Belge Bölümü =>

***

Hem Dünya Bankası hem de Uluslararası Para Fonu’nun (IMF), yıllık toplantılarında gelişmekte olan ülkelerin borç yükleri nedeniyle aşırı ekonomik baskı altında oldukları konusu ana gündem maddesi olarak yer aldı. Toplantılar sonucunda acil önlemler alınması gereğini iki kurum tarafından da vurgulanarak endişenin ne kadar büyük olduğunun altı çizildi. Dünya Bankası ve IMF’nin endişeleri haliyle gayet anlaşılır bir endişedir, çünkü birçok gelişmekte olan ülkede borç rekor seviyelere ulaşmış, olası krizlere karşı mevcut ekonomik şartlarından dolayı savunmasız bir hale gelinmiş ve zaman ilerledikçe artan bir borç yükü ve derinleşen yapısal problemler nedeniyle ekonomik risklerin çok büyük olduğu görülmüştür.

***

Toplanan veriler:
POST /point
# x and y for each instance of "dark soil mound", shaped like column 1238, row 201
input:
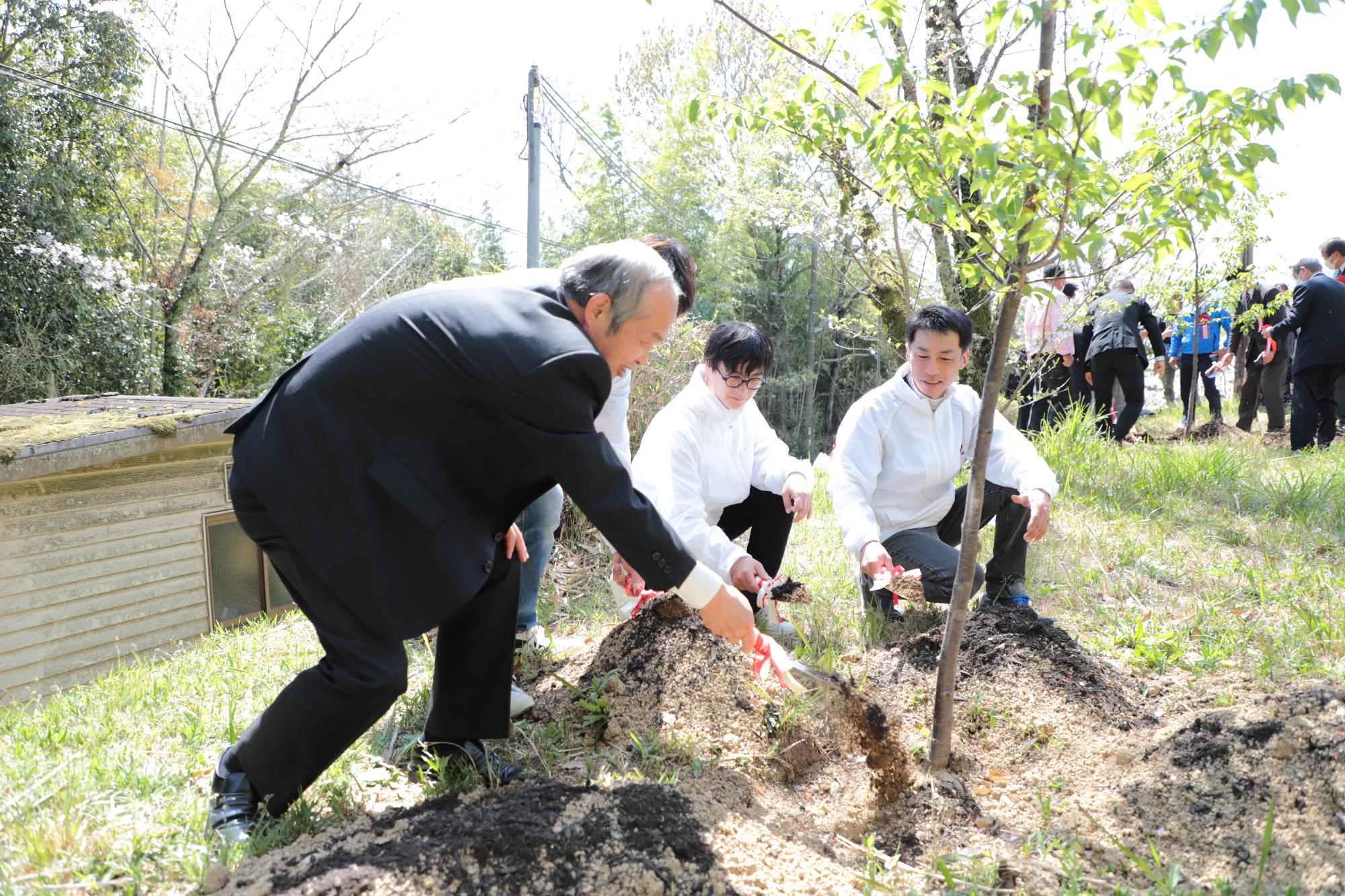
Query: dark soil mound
column 637, row 838
column 1206, row 431
column 1016, row 642
column 1207, row 792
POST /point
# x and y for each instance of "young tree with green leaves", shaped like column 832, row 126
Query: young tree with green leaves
column 1019, row 169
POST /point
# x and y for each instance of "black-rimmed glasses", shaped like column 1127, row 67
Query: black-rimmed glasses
column 734, row 381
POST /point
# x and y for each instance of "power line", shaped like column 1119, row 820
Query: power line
column 258, row 153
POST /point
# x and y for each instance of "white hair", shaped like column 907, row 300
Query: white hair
column 625, row 271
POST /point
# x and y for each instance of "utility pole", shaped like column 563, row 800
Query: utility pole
column 535, row 175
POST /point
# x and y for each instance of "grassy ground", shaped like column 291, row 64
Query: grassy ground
column 1184, row 560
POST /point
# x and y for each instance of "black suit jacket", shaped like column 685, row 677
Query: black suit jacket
column 1114, row 322
column 1252, row 333
column 1319, row 318
column 396, row 454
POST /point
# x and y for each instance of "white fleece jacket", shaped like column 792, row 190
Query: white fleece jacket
column 699, row 458
column 896, row 459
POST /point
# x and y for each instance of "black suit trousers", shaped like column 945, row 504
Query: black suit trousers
column 1118, row 366
column 328, row 706
column 1264, row 382
column 1315, row 407
column 762, row 512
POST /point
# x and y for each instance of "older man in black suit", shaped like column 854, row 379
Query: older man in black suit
column 1319, row 318
column 383, row 474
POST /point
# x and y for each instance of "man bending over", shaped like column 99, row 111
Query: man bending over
column 896, row 456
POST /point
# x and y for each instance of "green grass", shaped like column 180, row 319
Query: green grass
column 1186, row 559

***

Yapılacak İşler =>
• a. Borç yükü metninde "Hem Dünya Bankası" ifadesinden "büyük olduğu görülmüştür." ifadesine kadar uzanan kısmın tamamını yeniden yazın. Bu kısımda "gelişmekte olan" yerine "düşük gelirli" kullanın.
• b. Gelişmekte olan ülkelerin borç yükünü anlatan metni kaldığı yerden devam ettirin.

Görev Yanıtları =>
• a.
Hem Dünya Bankası hem de Uluslararası Para Fonu’nun (IMF), yıllık toplantılarında düşük gelirli ülkelerin borç yükleri nedeniyle aşırı ekonomik baskı altında oldukları konusu ana gündem maddesi olarak yer aldı. Toplantılar sonucunda acil önlemler alınması gereğini iki kurum tarafından da vurgulanarak endişenin ne kadar büyük olduğunun altı çizildi. Dünya Bankası ve IMF’nin endişeleri haliyle gayet anlaşılır bir endişedir, çünkü birçok düşük gelirli ülkede borç rekor seviyelere ulaşmış, olası krizlere karşı mevcut ekonomik şartlarından dolayı savunmasız bir hale gelinmiş ve zaman ilerledikçe artan bir borç yükü ve derinleşen yapısal problemler nedeniyle ekonomik risklerin çok büyük olduğu görülmüştür.

• b.
Pek tabii de bu sorun dünden bugüne oluşmuş olan bir sorun olarak karşımıza çıkmamıştır. Hatta bahse konu gelişmekte olan ülkelerdeki borç yükünün bu denli artmış olmasında birçok uluslararası finans kurumunun ve gelişmiş ülkenin olumsuz anlamda rolü vardır.  İlk aşamada gelişmekte olan ülkelerin, bir kısmı çok uluslu kuruluşlardan, bir kısmı gelişmiş ülkelerden ve bir kısmı da kendi özel finans sektörlerinden borçlanma olanağı bulmuştur. Gelişmekte olan ülkelerin borçlandırıldığı dönemde dünya ekonomisi büyüyordu ve düşük gelirli ülkeler tarafından üretilen mallara olan talebin varlığı ihracat gelirlerinin artacağı öngörüsü yaratmaktaydı. Dolayısıyla finans odakları için borç geri ödemelerinin gelecekteki ihracat gelirleriyle karşılanacağı varsayımıyla borç verme nispeten güvenli görünüyordu. Ancak 2015’lerden itibaren bu varsayımların tutmayacağı anlaşıldı ve ilk olarak bu endişe o yıllardan itibaren İMF tarafından dile getirilmeye başlandı.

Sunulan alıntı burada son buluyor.